§ **WHAT THE TASK ASKS**: From the line that contains "looking at this image rn and trying to find the building" to the last line of the entries, write each line out exactly; include both ends and nothing else.

===== THE DATA =====

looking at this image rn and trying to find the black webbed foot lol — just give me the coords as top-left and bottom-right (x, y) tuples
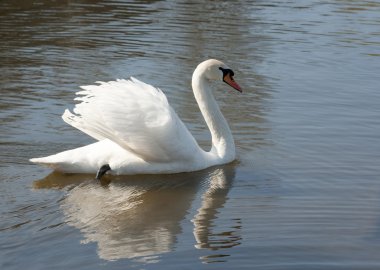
(95, 164), (111, 180)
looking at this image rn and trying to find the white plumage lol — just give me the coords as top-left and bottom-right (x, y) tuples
(30, 59), (242, 176)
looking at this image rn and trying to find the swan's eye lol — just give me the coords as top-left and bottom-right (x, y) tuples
(219, 67), (234, 77)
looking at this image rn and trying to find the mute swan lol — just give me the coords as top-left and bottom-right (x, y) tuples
(30, 59), (242, 178)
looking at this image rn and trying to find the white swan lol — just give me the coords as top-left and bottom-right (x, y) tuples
(30, 59), (242, 178)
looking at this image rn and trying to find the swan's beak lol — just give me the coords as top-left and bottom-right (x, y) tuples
(223, 73), (242, 93)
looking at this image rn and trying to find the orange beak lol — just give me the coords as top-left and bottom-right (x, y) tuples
(223, 73), (242, 92)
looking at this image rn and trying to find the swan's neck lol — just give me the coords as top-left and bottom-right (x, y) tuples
(192, 69), (235, 162)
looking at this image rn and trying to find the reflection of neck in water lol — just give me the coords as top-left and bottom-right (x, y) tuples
(33, 165), (237, 262)
(192, 166), (241, 253)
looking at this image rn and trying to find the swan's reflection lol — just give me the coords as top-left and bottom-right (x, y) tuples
(192, 167), (241, 248)
(33, 164), (239, 262)
(192, 165), (242, 264)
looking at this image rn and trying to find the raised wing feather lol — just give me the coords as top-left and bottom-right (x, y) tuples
(62, 77), (200, 162)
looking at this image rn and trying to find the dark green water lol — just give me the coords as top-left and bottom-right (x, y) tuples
(1, 0), (380, 269)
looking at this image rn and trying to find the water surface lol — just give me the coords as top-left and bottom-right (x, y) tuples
(1, 0), (380, 269)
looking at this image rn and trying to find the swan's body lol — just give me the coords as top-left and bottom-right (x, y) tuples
(30, 59), (242, 176)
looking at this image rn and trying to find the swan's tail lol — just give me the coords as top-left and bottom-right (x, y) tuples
(29, 146), (89, 172)
(30, 155), (68, 171)
(30, 155), (96, 173)
(29, 141), (113, 174)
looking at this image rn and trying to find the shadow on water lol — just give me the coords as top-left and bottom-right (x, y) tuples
(33, 164), (240, 262)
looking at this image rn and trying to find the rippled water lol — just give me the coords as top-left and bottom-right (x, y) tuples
(1, 0), (380, 269)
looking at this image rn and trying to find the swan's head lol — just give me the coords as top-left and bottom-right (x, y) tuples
(198, 59), (242, 92)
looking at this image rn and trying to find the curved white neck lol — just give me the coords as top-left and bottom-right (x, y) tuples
(192, 68), (235, 162)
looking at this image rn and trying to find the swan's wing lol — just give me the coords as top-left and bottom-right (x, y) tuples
(62, 77), (200, 162)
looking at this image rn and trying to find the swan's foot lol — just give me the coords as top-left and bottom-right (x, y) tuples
(95, 164), (111, 180)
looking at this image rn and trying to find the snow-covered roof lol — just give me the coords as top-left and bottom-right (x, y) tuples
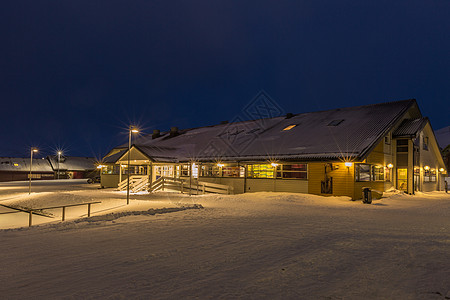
(393, 118), (429, 138)
(105, 99), (418, 163)
(0, 157), (53, 172)
(435, 126), (450, 149)
(46, 156), (97, 171)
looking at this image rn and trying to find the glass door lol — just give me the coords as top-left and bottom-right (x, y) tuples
(397, 168), (408, 192)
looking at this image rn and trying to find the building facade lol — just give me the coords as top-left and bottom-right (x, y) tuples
(101, 99), (447, 199)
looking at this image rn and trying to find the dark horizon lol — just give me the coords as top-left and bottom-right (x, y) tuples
(1, 1), (449, 159)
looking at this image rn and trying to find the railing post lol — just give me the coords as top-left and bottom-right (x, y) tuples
(181, 181), (184, 194)
(28, 211), (32, 227)
(87, 203), (91, 217)
(202, 184), (205, 194)
(62, 206), (66, 221)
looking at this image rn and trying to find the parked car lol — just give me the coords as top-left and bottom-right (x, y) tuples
(87, 176), (101, 184)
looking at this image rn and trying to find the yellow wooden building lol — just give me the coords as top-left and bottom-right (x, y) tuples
(101, 99), (447, 199)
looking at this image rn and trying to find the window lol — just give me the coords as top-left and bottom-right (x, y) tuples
(283, 124), (297, 131)
(355, 164), (371, 181)
(222, 166), (243, 177)
(424, 169), (436, 182)
(397, 139), (408, 153)
(423, 137), (429, 151)
(355, 164), (385, 182)
(372, 165), (384, 181)
(201, 165), (220, 177)
(247, 164), (275, 178)
(327, 119), (344, 126)
(102, 165), (120, 175)
(276, 164), (308, 179)
(181, 164), (190, 176)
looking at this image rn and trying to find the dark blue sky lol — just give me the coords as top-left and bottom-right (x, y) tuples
(1, 1), (449, 159)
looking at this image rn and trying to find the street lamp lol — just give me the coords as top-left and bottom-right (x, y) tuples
(29, 147), (38, 194)
(57, 151), (62, 179)
(127, 126), (139, 205)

=====

§ **WRITTEN REPLY**:
looking at this image rn and trying to find the building facade lol — just give me the coords as top-left and bottom-right (x, y) tuples
(101, 99), (447, 199)
looking at this image rn and trying to find the dark horizon lol — just give me the coords as top-left and bottom-right (x, y) tuples
(1, 1), (449, 159)
looking at this image rn and trying to find the railing post lol — just give me the coords as top-left and bottom-right (x, y) tuples
(181, 181), (184, 194)
(28, 211), (32, 227)
(87, 203), (91, 217)
(202, 184), (205, 194)
(62, 206), (66, 221)
looking at this image rn and trying to find the parked car lol — just give me the coords as top-left and bottom-right (x, y) tuples
(87, 176), (101, 184)
looking at this image rn and trying to find the yellow wooden building lol — just give me the coords as top-left and bottom-right (x, y) tuples
(101, 99), (447, 199)
looking at this image rn and trying to find the window lol — just give me the coords as top-left and bottom-right (x, y) tuples
(283, 124), (297, 131)
(355, 164), (371, 181)
(222, 166), (243, 177)
(424, 169), (436, 182)
(397, 139), (408, 153)
(423, 137), (429, 151)
(355, 164), (385, 182)
(372, 165), (384, 181)
(201, 165), (220, 177)
(247, 164), (275, 178)
(327, 119), (344, 126)
(102, 165), (120, 175)
(276, 164), (308, 179)
(181, 164), (190, 176)
looking at this image rn and trying to find the dark blue sky lol — just give me the coords as top-left and bottom-right (x, y) tuples
(1, 1), (449, 159)
looking at this image rn and trying to find the street lamp lol — just give me the coords as top-left and bottom-right (x, y) tuples
(29, 147), (38, 194)
(57, 151), (62, 179)
(127, 126), (139, 205)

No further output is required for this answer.